Task goal: Copy every line in the listing that contains "position".

====== Exercise materials ======

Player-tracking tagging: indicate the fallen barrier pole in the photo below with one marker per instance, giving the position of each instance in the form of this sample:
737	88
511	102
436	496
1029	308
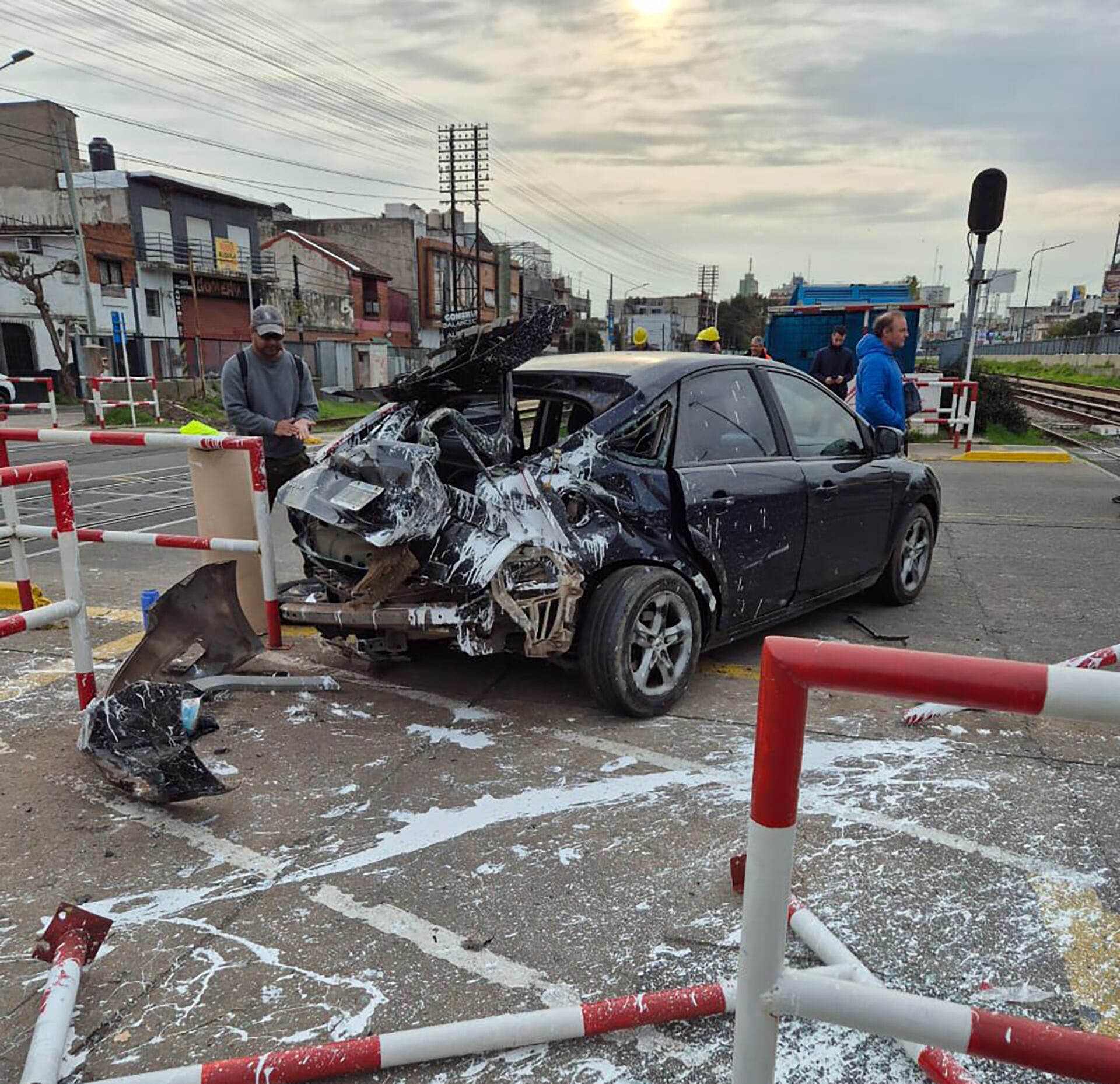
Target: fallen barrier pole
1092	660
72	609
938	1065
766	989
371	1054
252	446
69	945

======
====== Exercise materials ======

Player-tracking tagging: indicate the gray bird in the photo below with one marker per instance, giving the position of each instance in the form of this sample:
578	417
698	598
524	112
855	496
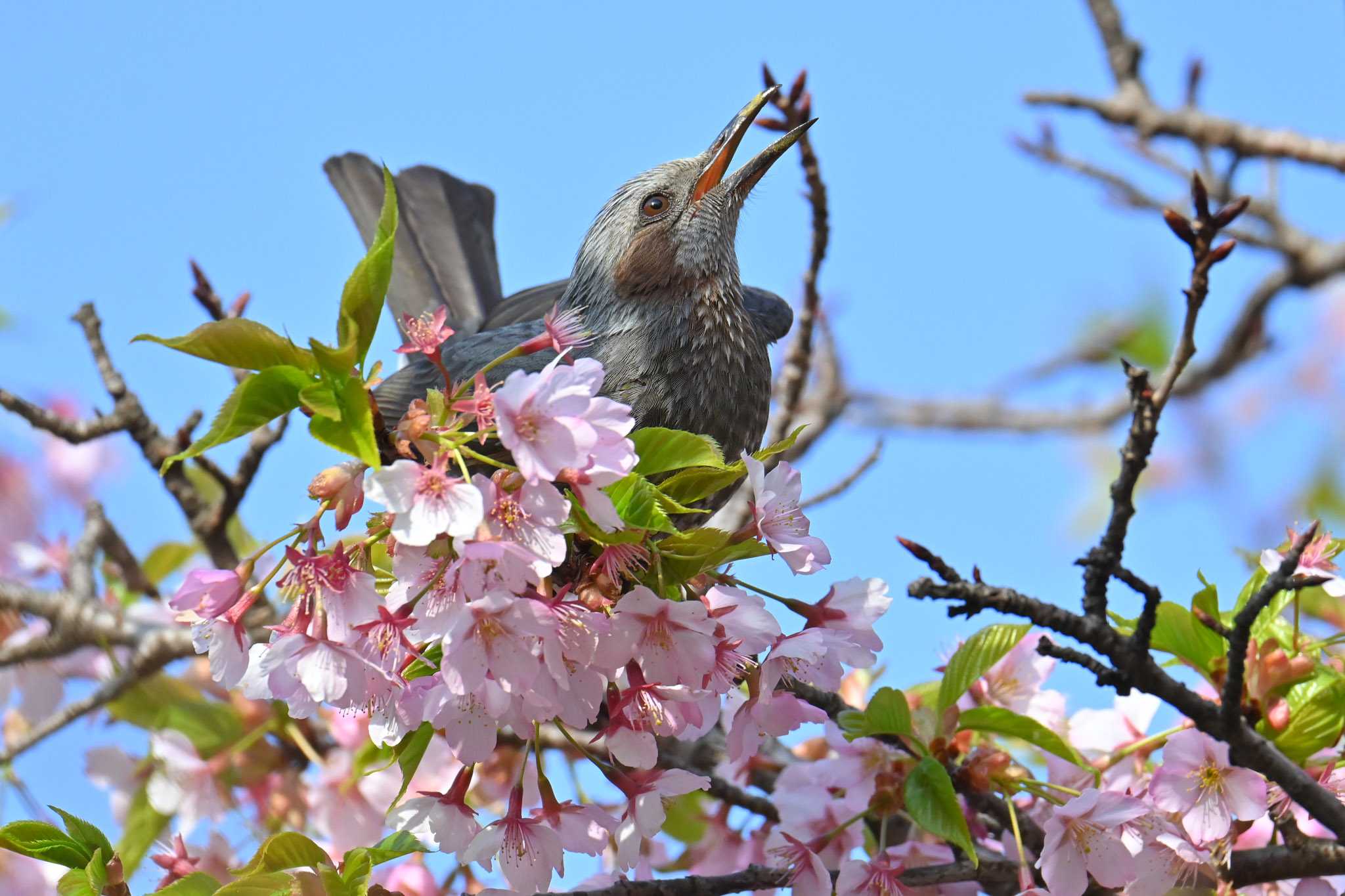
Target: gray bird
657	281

======

Solved problem:
Player-tracking tagging: indicate the fallen barrier pole in the photo below with one marker per instance, giving the position of each instance in the form of this sample:
Player-tracking tagging: indicate the gray bird in the photo below with one marker per instance, giving the position of each instance in the form of this sample:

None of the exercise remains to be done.